>> START Provided material

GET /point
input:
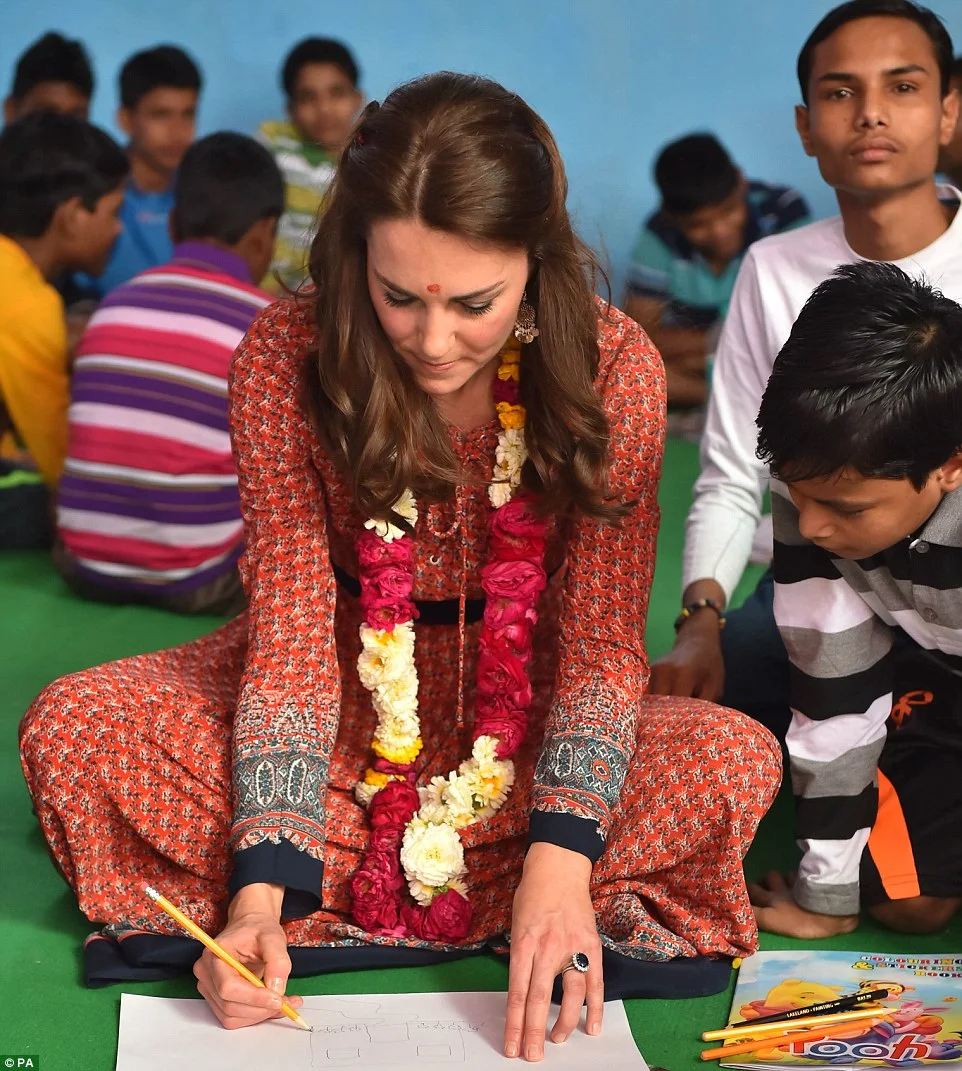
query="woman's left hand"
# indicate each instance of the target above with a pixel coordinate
(553, 918)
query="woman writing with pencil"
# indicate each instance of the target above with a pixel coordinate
(431, 728)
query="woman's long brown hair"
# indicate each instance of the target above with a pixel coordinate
(463, 155)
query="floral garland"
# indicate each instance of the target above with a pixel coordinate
(415, 838)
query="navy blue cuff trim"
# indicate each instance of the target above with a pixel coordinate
(568, 831)
(281, 864)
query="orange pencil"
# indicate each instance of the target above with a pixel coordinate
(783, 1040)
(221, 953)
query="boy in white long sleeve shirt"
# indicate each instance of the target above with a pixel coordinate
(874, 76)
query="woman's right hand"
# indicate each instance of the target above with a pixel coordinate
(254, 935)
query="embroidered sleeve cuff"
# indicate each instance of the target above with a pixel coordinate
(281, 864)
(568, 831)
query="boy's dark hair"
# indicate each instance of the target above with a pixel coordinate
(928, 20)
(53, 58)
(870, 378)
(693, 172)
(225, 184)
(165, 66)
(47, 159)
(317, 50)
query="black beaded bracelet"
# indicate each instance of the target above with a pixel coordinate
(696, 605)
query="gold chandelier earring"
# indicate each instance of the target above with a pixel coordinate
(525, 331)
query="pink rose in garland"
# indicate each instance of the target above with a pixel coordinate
(513, 638)
(394, 805)
(506, 676)
(373, 552)
(447, 919)
(519, 581)
(499, 613)
(376, 886)
(517, 532)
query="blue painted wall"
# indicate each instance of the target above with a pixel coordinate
(614, 78)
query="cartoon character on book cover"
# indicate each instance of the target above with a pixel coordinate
(920, 1023)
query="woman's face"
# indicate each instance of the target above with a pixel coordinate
(447, 305)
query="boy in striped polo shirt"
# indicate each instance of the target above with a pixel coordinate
(148, 509)
(861, 424)
(319, 79)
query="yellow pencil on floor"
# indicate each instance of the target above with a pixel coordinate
(788, 1024)
(221, 953)
(783, 1040)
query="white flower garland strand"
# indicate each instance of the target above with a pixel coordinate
(432, 854)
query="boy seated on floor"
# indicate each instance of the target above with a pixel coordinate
(688, 254)
(159, 93)
(148, 509)
(61, 184)
(861, 424)
(54, 74)
(319, 79)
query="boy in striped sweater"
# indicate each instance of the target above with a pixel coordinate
(861, 424)
(148, 506)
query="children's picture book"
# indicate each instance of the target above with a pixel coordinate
(919, 1022)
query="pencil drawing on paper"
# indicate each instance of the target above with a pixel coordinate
(361, 1037)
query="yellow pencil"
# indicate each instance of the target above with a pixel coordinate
(783, 1040)
(221, 953)
(787, 1024)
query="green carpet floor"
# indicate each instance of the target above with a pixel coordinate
(46, 1011)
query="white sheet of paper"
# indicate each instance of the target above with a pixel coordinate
(395, 1031)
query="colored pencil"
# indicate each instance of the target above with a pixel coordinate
(826, 1008)
(221, 953)
(751, 1031)
(790, 1038)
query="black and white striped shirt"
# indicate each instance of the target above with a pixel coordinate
(837, 618)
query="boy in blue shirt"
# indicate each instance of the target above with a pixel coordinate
(159, 92)
(689, 252)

>> END Provided material

- _Exercise requirements_
In your copy of the listing above, reproduce each line exactly and omit all pictures.

- _Full response_
GET /point
input:
query="woman's left hand"
# indicate each instance of the target above with a pixel coordinate
(553, 918)
query="woman writing with pencil"
# indicate each instance of the target above with a pixel coordinate
(431, 728)
query="woman's long brown hair"
# indicate each instance of the target above with a pixel coordinate
(463, 155)
query="floral garland"
# indicate each instance of the target above with a pixel coordinate
(415, 838)
query="navy blue cuff trim"
# indicate each instance of the target above with a pixel coordinate
(568, 831)
(281, 864)
query="orange pencil"
# indicate each instance of the target above with a pixel coordinate
(783, 1040)
(221, 953)
query="boy in white long sleeve shirt"
# indicate each instance of the target above with a pixel coordinate
(874, 76)
query="woman's right hand"
# indicate each instance of the target above with a pixel coordinate
(254, 935)
query="embroidered sleeve cuff"
# indicate each instance of the target above with a pixel coordinate
(281, 864)
(568, 831)
query="boy's dark hair"
# indicate each instance of the target above with a pixel coordinate
(928, 20)
(53, 58)
(870, 378)
(693, 172)
(225, 184)
(165, 66)
(47, 159)
(317, 50)
query="black beaded bracelet"
# indicate each instance of the target above with a pixel coordinate
(696, 605)
query="gold chandelier earring"
# indicate each instance of the target above with a pixel coordinate
(525, 331)
query="pink rose in garland"
# indicate each instance of the target above with a pixel coordinate
(513, 638)
(394, 805)
(506, 676)
(373, 552)
(447, 919)
(519, 581)
(499, 613)
(376, 886)
(517, 532)
query="blue painted wall"
# indicate each instance of the target above with a pixel coordinate
(614, 78)
query="cartoon character on book cover"
# indicate each instance of the target above with a pixel coordinate
(920, 1023)
query="woman's face"
# indicate each instance of the target above with a pixel coordinate
(447, 305)
query="boy in striped polo shirt"
# indicate each instance of the target above with a pixel coordinate
(148, 509)
(861, 424)
(319, 79)
query="yellow pencil on floor"
# indicate each instance of the target above with a pixel coordinate
(788, 1024)
(221, 953)
(783, 1040)
query="white flower garland strand"
# indicate each instance of the target above with a pixel coordinate
(432, 854)
query="boy seated on floor"
# indicate each instance of the target above with a pixel coordinate
(688, 254)
(159, 93)
(148, 509)
(61, 184)
(861, 424)
(54, 74)
(319, 79)
query="boy in striped sweater"
# indicate each instance of the target above with a pixel coordinate
(861, 424)
(148, 506)
query="children's picture book"
# indicate each instance of the target above with a pixel coordinate
(919, 1022)
query="pencil drawing on paper"
# indicate each instance of the target above with a pixel coordinate
(361, 1037)
query="yellow pencil"
# indicate each instance of the target above with a pixel coordinate
(783, 1040)
(221, 953)
(787, 1024)
query="green carpet floor"
# indicate each instance of the target above with a pixel coordinate
(46, 1011)
query="white sheet of paper"
# indicate each instance of the target above with a pixel coordinate
(395, 1031)
query="colored pencil"
# indicate each instance of the target above with a pixel coordinate
(826, 1008)
(221, 953)
(751, 1031)
(790, 1038)
query="black and white striped shirt"
# indicate each instance of the target above with a pixel coordinate
(837, 618)
query="boy in blue shirt"
# indicate each instance of the target above with a pixel coordinate
(159, 92)
(689, 252)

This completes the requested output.